WORK REQUEST :: For the entries below, repeat exactly each line starting with the one that contains "orange glove in the photo above." and going on through the one that contains "hat in the photo above.", and no others.

*** DATASET EXCERPTS

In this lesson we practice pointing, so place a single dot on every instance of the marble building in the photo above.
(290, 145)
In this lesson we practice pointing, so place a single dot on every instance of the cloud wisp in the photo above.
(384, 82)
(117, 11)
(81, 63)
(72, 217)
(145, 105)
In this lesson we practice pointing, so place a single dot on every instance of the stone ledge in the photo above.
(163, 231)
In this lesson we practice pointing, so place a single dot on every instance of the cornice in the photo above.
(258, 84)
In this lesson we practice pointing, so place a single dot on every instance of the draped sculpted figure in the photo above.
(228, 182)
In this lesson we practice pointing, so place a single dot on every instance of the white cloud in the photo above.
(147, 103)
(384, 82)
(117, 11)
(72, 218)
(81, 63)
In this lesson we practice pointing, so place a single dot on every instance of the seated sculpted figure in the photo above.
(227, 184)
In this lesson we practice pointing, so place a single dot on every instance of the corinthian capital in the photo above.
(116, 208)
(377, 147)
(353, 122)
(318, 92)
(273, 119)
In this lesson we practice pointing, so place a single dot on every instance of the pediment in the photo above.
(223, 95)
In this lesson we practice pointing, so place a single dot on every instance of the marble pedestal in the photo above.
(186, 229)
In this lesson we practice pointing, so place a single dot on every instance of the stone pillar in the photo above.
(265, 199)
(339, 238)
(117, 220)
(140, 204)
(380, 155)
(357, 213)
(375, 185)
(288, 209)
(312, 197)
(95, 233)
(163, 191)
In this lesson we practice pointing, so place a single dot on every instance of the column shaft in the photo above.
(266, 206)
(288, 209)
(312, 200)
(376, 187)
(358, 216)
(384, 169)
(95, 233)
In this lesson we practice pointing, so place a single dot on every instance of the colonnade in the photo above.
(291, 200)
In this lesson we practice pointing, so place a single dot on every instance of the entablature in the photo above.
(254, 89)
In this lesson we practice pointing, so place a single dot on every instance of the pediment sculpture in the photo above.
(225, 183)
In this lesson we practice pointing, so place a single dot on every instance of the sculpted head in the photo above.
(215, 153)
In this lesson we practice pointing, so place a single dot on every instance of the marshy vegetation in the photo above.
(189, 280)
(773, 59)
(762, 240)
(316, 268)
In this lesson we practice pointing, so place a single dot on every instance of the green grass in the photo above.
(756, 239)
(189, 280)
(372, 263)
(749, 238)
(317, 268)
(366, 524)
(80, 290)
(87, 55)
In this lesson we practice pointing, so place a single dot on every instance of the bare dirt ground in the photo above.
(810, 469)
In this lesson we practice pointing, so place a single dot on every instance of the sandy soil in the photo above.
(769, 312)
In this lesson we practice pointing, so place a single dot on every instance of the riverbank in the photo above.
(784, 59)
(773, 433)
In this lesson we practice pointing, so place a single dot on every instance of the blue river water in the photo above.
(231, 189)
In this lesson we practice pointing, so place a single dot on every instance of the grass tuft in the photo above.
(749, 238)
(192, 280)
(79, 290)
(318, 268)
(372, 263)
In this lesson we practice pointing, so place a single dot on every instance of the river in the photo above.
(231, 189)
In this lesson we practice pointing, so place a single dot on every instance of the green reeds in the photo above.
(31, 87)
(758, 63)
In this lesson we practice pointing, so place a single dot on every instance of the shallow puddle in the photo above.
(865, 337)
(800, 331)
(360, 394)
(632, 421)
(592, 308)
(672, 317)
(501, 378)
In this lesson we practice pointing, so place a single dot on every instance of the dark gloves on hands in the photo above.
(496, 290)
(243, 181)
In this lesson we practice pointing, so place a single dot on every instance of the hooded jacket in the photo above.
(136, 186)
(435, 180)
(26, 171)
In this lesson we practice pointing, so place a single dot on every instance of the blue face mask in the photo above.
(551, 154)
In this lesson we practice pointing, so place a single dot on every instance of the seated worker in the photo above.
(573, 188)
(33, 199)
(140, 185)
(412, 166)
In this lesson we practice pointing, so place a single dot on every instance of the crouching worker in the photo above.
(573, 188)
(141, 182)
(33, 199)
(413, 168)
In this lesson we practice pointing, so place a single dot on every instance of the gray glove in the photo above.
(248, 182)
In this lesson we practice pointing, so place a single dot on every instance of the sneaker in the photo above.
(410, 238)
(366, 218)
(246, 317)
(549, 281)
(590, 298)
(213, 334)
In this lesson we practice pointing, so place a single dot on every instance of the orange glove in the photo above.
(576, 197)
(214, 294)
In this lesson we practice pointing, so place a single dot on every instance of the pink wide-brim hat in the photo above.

******
*** DATASET EXCERPTS

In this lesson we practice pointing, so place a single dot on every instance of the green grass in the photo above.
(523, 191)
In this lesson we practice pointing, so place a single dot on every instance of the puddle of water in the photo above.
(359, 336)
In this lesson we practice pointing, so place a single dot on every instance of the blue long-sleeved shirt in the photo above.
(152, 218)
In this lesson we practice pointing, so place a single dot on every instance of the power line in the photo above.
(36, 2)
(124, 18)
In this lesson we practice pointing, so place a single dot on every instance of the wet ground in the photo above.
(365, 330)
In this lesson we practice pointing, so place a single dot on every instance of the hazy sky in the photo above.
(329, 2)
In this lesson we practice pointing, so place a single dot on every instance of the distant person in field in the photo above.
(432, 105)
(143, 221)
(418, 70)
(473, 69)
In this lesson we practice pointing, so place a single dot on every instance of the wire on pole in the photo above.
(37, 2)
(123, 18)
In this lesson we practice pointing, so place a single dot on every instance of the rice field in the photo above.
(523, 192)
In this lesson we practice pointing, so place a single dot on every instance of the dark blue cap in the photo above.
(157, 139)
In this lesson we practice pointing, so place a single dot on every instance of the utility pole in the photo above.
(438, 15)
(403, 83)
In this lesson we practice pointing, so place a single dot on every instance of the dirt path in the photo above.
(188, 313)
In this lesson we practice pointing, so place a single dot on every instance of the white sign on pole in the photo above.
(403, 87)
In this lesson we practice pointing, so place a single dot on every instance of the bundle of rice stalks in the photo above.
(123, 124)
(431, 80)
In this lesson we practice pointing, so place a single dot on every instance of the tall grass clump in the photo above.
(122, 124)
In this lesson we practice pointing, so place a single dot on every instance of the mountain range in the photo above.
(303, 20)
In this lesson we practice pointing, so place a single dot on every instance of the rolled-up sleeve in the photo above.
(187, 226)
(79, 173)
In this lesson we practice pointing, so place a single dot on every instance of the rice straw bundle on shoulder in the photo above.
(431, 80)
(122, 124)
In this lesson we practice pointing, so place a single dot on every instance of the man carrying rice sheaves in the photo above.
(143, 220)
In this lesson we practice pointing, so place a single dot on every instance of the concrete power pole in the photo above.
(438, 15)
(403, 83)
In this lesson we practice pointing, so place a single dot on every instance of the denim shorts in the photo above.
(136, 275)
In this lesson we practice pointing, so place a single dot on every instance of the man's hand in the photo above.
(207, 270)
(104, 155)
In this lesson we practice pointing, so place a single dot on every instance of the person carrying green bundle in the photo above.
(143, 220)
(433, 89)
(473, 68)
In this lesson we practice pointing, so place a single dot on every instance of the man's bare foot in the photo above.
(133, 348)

******
*** DATASET EXCERPTS

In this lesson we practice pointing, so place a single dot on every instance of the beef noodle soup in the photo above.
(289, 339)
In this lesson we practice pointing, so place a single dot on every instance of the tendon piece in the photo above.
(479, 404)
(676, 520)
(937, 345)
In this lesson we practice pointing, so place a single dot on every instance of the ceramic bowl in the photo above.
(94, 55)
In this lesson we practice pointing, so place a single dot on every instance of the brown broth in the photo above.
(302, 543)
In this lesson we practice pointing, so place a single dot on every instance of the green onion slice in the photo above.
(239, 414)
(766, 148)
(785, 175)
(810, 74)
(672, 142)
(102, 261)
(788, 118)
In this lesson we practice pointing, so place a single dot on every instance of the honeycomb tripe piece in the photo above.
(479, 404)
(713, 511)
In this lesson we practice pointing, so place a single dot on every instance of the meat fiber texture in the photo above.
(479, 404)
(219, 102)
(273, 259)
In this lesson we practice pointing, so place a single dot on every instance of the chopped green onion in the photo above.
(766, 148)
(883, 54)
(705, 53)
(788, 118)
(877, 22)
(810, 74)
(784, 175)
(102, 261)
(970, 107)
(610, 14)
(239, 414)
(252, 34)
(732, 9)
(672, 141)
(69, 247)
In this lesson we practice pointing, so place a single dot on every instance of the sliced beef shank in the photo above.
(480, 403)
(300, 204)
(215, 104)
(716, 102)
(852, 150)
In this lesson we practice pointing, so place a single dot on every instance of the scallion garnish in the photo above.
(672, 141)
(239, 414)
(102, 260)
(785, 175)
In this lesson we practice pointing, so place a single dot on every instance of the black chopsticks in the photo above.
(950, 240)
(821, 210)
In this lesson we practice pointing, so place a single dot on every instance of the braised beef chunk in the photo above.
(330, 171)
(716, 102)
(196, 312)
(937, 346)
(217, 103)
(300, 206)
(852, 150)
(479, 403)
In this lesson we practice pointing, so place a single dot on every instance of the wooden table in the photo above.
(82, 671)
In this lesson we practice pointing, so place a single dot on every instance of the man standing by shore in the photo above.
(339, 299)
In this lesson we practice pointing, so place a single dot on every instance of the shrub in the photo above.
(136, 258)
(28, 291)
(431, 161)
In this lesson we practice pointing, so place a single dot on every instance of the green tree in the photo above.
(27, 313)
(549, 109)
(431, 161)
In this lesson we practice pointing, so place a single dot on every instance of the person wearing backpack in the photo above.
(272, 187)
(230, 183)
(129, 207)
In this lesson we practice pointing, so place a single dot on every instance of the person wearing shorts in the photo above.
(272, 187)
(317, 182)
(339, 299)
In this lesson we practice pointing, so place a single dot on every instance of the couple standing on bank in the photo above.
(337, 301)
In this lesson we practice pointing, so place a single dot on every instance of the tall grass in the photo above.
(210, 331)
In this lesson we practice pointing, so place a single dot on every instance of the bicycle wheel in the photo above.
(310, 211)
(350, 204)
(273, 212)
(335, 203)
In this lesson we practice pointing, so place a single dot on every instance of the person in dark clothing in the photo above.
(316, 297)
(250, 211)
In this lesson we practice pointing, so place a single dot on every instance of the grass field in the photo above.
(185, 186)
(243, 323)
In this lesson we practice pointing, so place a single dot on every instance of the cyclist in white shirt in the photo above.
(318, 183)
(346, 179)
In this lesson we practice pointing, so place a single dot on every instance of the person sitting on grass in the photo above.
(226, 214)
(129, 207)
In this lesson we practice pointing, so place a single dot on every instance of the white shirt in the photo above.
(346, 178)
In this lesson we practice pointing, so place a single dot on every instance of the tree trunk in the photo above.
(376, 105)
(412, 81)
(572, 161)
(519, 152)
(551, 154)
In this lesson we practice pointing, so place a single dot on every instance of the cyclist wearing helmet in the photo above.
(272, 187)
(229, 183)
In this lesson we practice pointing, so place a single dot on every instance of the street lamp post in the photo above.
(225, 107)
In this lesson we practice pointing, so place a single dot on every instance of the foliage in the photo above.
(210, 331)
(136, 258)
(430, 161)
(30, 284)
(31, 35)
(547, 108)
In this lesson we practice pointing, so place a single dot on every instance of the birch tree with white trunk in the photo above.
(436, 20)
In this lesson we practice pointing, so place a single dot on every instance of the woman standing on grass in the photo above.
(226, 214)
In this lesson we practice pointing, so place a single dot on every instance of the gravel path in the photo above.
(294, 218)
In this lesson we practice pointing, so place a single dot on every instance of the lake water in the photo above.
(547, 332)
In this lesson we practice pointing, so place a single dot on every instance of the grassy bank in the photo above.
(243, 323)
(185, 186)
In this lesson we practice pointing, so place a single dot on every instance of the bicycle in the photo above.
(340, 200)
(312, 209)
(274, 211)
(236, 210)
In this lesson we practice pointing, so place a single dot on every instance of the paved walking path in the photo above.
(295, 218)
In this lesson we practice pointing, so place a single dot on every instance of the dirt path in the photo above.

******

EXERCISE OUTPUT ::
In this lesson we practice pointing, so place a single dot on every instance of the orange glove in the photo above.
(576, 197)
(214, 294)
In this lesson we practice pointing, so place a single dot on every instance of the pink wide-brim hat in the photo above.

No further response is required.